-- Study questions --
1. Reproduce the stretch from "2024-01-11 Thread Ivan" through "for my functions." in the forum reply about CRAN check notes, word for word.
2. Continue the forum reply about CRAN check notes, picking up after its final sentence.

Re: [R-pkg-devel] "Examples with CPU time > 2.5 times elapsed time" and other NOTEs on CRAN and rhub checks

2024-01-11 Thread Ivan Krylov via R-package-devel
В Thu, 11 Jan 2024 12:39:17 +
D Z  пишет:

> The package itself has no parallelism built-in, but Imports
> data.table. This NOTE does not surface on other platforms (eg using
> rhub or on my GitHub actions runners). My unit tests already limit
> data.table to 2 cores using setDTthreads(2), but I would like to keep
> this line out of the help files for my functions.

A breakpoint on pthread_create confirms that these are OpenMP threads
created by data.table. You can wrap setDTthreads(2) in \dontshow{} to
avoid visual pollution:
https://cran.r-project.org/doc/manuals/R-exts.html#index-_005cdontshow

> I receive the NOTE that my libs/ sub-directory is at 7.7Mb. Can I
> ignore this or do I need to figure out how to reduce the binary size
> of the package?

I think this is typically accepted for packages using C++.

-- Extracted material --
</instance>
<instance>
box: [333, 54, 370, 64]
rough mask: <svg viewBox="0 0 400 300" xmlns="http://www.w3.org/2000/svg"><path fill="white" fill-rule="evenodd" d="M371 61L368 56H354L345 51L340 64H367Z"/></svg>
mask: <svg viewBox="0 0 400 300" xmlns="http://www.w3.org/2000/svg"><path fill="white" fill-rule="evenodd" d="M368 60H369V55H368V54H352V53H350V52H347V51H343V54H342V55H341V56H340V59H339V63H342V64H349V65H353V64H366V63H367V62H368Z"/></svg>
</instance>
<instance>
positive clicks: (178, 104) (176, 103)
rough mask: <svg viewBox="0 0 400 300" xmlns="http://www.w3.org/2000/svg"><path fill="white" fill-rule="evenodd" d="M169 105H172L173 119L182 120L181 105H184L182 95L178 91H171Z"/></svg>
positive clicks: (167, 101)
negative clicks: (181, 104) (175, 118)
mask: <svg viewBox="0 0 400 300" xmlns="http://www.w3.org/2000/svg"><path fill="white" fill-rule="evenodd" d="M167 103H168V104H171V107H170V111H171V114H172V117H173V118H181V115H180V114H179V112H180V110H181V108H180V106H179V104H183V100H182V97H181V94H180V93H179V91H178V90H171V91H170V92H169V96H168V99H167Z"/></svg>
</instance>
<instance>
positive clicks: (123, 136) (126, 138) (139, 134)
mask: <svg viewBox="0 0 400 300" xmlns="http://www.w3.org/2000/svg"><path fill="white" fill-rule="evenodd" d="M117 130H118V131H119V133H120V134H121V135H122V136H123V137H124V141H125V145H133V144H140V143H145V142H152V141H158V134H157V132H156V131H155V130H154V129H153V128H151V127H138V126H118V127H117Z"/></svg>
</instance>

-- Task results --
1.
2024-01-11 Thread Ivan Krylov via R-package-devel
В Thu, 11 Jan 2024 12:39:17 +
D Z  пишет:

> The package itself has no parallelism built-in, but Imports
> data.table. This NOTE does not surface on other platforms (eg using
> rhub or on my GitHub actions runners). My unit tests already limit
> data.table to 2 cores using setDTthreads(2), but I would like to keep
> this line out of the help files for my functions.

2.
> And last but not least, on some rhub instances (Fedora and Ubuntu
> GCC) I receive a NOTE that the package runs its examples too slowly
> (eg above 5secs). I have already tweaked the example code already
> that it runs reliably <4 secs on my development laptop

Then it should be fine.

Additionally, you may need to cast some of your Rprintf arguments to
avoid format warnings on Windows:
https://win-builder.r-project.org/incoming_pretest/RITCH_0.1.23_20240110_120457/Windows/00check.log

-- 
Best regards,
Ivan

__
R-package-devel@r-project.org mailing list
https://stat.ethz.ch/mailman/listinfo/r-package-devel


[R-pkg-devel] "Examples with CPU time > 2.5 times elapsed time" and other NOTEs on CRAN and rhub checks

2024-01-11 Thread D Z
Hi all,
I submitted my package RITCH (https://github.com/DavZim/RITCH) to CRAN (used to 
be archived but I wanted to revive it again) but I got a NOTE (Question 1 
below). Besides this NOTE from CRAN, I got two other NOTEs from rhub (Q2 and 
Q3).

Q1) The CRAN NOTE (Debian only, does not surface on Windows or other platforms) 
reads

*checking examples ... [7s/3s] NOTE
Examples with CPU time > 2.5 times elapsed time
  user system elapsed ratio
read_functions 3.968  0.092   0.831 4.886
(https://github.com/DavZim/RITCH/blob/master/R/read_functions.R in case you 
need the source code, the full CRAN report can be found here 
https://win-builder.r-project.org/incoming_pretest/RITCH_0.1.23_20240110_120457/Debian/00check.log)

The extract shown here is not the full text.